• _PASSAGE TO READ_:
Without a clear, mutually agreed-upon financial plan, disagreements are bound to arise—whether it’s about lifestyle choices, big purchases, day-to-day spending, or how much to save. Finding common ground is key to resolving conflict in a relationship.
Conflicting money values
Your financial values are influenced by a mix of your upbringing, personal beliefs, and past experiences. For example, you might place a high value on saving for the future, while your partner may prefer to focus on enjoying the present. These differing perspectives can make it challenging to agree on how to manage your money—whether it’s prioritizing retirement savings, planning for a vacation, making charitable donations, or simply spending as you go.
Navigating these differences requires understanding and compromise, but with open communication, you can find a balance that works for both of you.
Debt
Research shows a clear link between how couples manage finances and their overall relationship quality. Constantly arguing over debts—whether it’s student loans, credit card balances, or medical bills—can take a serious toll, putting your marriage in trouble.
Whether one partner brought debt into the relationship or it’s something you’ve accumulated together, the stress of managing it can feel overwhelming. This is especially true when you have different ideas about how to tackle it. Open communication and a unified strategy are essential to navigating this challenge without letting it drive a wedge between you.

• _COMPLETE THE FOLLOWING_:
1: Can you copy word for word the part of the passage on couples and money between "Without a clear, mutually" and "in a relationship.", inclusive?
2: How would you sum up the passage on couples and money in two sentences?

• _EXTRACTED ENTRIES_:
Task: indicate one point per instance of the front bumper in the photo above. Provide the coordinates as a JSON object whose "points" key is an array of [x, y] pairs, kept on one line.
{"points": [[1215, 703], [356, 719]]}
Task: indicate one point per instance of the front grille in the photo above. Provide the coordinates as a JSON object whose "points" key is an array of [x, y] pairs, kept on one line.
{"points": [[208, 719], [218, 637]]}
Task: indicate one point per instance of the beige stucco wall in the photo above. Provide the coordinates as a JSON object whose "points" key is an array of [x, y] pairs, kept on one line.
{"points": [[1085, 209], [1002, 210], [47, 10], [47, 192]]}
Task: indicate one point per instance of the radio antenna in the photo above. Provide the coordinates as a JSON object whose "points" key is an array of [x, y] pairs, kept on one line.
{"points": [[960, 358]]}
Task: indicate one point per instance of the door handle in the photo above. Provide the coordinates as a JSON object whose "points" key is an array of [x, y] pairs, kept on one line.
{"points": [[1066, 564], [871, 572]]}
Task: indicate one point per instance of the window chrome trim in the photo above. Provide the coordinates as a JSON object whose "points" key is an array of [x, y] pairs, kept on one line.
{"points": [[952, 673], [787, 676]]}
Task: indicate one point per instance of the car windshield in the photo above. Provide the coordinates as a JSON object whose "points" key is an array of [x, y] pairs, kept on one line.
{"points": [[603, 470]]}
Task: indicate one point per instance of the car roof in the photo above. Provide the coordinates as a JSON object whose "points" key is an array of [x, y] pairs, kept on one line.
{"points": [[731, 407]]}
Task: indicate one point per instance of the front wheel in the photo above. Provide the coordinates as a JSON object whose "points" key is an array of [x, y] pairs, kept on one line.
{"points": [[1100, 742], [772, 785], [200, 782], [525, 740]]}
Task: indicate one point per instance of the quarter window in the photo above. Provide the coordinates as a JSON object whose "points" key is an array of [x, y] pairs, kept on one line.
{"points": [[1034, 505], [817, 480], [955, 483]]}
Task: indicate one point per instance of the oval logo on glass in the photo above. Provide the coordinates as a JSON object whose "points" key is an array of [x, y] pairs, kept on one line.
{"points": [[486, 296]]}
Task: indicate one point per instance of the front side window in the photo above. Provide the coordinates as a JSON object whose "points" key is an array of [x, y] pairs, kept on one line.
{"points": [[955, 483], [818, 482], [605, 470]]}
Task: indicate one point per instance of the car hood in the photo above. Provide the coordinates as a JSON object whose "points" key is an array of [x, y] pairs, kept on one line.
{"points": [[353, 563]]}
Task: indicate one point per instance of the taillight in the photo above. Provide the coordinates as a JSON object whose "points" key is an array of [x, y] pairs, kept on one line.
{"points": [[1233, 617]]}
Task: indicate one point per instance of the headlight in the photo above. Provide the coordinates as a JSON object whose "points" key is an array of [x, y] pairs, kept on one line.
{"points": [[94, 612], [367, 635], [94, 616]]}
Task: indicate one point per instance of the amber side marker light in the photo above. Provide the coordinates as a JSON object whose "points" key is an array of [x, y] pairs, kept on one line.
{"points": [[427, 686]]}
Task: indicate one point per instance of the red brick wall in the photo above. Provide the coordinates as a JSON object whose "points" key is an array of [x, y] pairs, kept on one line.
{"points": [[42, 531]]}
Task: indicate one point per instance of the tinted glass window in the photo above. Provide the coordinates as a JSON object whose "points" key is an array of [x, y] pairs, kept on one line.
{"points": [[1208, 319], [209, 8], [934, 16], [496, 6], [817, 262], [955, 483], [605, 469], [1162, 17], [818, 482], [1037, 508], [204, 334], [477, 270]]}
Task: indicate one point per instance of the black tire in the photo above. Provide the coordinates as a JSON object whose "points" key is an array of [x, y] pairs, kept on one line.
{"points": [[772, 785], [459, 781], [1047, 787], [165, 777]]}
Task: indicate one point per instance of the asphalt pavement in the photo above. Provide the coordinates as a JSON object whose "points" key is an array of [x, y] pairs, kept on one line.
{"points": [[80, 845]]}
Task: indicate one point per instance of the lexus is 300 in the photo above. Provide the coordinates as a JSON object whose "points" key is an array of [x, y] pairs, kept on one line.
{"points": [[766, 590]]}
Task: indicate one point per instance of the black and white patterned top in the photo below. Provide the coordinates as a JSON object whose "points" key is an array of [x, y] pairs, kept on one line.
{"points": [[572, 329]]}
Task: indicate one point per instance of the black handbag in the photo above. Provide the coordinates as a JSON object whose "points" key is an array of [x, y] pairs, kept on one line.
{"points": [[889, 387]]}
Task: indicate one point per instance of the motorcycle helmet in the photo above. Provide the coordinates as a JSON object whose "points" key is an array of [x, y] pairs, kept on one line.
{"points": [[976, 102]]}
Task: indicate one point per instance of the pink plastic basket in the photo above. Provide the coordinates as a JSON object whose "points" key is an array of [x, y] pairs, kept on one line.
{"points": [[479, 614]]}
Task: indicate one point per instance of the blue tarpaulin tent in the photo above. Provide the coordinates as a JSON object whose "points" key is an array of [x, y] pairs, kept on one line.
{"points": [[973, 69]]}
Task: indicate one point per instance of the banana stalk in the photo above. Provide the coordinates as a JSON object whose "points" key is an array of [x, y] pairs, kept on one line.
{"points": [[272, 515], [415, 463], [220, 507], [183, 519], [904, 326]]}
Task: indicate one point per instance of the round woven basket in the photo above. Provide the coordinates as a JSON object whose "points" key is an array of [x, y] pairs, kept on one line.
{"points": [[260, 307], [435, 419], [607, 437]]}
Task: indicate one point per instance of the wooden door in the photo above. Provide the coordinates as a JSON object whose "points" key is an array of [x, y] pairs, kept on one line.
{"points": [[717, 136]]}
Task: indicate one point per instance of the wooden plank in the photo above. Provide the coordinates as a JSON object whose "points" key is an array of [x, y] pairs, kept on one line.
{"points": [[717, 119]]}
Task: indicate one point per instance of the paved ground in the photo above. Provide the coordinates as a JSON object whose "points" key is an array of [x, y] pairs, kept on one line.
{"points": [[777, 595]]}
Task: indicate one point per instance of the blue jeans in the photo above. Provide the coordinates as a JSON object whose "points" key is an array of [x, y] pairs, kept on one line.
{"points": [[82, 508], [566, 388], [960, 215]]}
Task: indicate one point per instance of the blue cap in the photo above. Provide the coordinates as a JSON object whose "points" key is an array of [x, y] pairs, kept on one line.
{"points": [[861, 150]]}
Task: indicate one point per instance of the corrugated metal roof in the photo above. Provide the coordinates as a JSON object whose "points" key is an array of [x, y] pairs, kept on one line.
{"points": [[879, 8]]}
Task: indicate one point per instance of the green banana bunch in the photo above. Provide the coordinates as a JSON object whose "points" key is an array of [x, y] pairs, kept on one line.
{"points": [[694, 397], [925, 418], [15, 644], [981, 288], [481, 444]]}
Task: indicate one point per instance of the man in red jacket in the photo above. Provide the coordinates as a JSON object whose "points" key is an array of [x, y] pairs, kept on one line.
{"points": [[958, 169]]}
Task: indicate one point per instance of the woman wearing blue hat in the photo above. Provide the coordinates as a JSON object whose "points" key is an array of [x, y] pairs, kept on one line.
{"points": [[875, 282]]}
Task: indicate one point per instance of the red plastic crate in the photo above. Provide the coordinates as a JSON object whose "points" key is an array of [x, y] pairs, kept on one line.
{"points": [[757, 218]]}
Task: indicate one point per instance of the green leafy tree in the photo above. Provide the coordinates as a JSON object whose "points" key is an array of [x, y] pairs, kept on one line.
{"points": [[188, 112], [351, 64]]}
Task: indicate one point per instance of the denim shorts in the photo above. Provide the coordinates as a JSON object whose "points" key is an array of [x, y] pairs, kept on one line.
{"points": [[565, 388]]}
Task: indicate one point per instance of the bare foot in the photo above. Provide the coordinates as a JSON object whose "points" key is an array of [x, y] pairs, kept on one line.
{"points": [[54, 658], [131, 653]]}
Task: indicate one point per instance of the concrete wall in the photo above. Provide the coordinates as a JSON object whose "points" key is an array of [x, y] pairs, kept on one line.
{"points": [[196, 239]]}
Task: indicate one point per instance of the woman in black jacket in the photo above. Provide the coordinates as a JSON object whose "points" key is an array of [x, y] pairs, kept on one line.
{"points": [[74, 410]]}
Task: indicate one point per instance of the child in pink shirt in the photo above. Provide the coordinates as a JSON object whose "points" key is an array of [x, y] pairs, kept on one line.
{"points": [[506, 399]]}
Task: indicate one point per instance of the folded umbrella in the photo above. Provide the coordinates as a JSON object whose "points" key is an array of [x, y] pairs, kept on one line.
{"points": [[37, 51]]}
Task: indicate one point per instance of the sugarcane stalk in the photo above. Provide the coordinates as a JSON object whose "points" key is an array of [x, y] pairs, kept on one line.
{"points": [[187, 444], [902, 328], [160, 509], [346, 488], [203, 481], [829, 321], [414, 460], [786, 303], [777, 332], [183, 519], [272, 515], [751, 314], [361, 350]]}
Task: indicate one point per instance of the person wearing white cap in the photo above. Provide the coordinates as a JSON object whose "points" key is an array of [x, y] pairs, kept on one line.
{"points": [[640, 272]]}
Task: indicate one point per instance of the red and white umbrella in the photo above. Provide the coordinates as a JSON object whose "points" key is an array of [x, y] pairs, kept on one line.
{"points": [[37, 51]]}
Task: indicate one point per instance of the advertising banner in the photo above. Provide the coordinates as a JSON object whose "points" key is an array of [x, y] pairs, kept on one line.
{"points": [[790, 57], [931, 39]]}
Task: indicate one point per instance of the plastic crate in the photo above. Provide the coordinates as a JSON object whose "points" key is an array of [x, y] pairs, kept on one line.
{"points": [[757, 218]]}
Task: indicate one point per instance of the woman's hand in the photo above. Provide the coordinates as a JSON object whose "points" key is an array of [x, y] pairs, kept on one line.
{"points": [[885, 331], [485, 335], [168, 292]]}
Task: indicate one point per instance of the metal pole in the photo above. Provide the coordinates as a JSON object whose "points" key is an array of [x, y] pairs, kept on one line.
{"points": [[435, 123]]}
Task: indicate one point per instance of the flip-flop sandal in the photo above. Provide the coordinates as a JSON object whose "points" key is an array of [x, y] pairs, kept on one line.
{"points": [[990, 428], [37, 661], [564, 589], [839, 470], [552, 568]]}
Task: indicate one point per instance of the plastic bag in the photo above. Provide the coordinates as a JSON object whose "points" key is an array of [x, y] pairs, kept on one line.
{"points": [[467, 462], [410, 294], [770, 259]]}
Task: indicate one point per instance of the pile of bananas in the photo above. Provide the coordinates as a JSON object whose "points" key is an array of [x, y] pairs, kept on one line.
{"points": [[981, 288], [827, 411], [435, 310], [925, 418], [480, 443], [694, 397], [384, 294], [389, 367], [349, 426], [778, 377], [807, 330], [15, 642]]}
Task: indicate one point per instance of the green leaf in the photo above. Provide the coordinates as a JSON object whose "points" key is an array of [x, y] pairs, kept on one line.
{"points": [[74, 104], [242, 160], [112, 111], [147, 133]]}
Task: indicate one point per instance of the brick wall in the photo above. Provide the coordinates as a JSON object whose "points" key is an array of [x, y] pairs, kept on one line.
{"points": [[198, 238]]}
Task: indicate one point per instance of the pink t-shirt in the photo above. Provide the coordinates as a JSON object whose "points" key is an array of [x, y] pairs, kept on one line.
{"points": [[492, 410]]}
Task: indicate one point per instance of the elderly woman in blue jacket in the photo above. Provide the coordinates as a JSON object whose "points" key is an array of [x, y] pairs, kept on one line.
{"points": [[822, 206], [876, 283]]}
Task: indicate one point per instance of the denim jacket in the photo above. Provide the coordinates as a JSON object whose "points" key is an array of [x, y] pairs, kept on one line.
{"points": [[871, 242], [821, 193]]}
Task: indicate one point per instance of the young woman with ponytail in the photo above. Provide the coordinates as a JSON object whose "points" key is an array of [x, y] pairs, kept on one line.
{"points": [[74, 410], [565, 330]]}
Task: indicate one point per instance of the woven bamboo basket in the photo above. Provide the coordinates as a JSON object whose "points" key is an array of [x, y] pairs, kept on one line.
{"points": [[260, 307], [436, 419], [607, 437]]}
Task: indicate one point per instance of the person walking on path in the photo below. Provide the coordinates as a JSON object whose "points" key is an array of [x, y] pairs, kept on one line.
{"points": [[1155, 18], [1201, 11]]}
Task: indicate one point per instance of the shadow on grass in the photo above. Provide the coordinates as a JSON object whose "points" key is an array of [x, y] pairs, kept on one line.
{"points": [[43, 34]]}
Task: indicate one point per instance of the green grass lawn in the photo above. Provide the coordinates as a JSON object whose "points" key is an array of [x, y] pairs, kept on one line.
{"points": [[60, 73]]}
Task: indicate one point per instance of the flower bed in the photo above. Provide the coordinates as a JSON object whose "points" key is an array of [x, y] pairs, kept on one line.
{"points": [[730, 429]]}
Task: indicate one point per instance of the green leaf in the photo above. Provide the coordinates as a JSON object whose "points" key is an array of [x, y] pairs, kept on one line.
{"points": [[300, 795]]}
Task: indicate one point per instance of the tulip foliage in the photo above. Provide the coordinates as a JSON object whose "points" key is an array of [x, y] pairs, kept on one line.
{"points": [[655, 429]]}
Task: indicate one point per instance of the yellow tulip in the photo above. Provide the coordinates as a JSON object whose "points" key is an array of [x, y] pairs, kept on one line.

• _OUTPUTS BY TASK_:
1:
Without a clear, mutually agreed-upon financial plan, disagreements are bound to arise—whether it’s about lifestyle choices, big purchases, day-to-day spending, or how much to save. Finding common ground is key to resolving conflict in a relationship.

2: Without a clear, mutually agreed-upon financial plan, couples are bound to disagree, and differing money values shaped by upbringing, beliefs, and past experiences make it hard to agree on managing money. Debt is another source of conflict that can take a serious toll on a marriage, so open communication and a unified strategy are essential.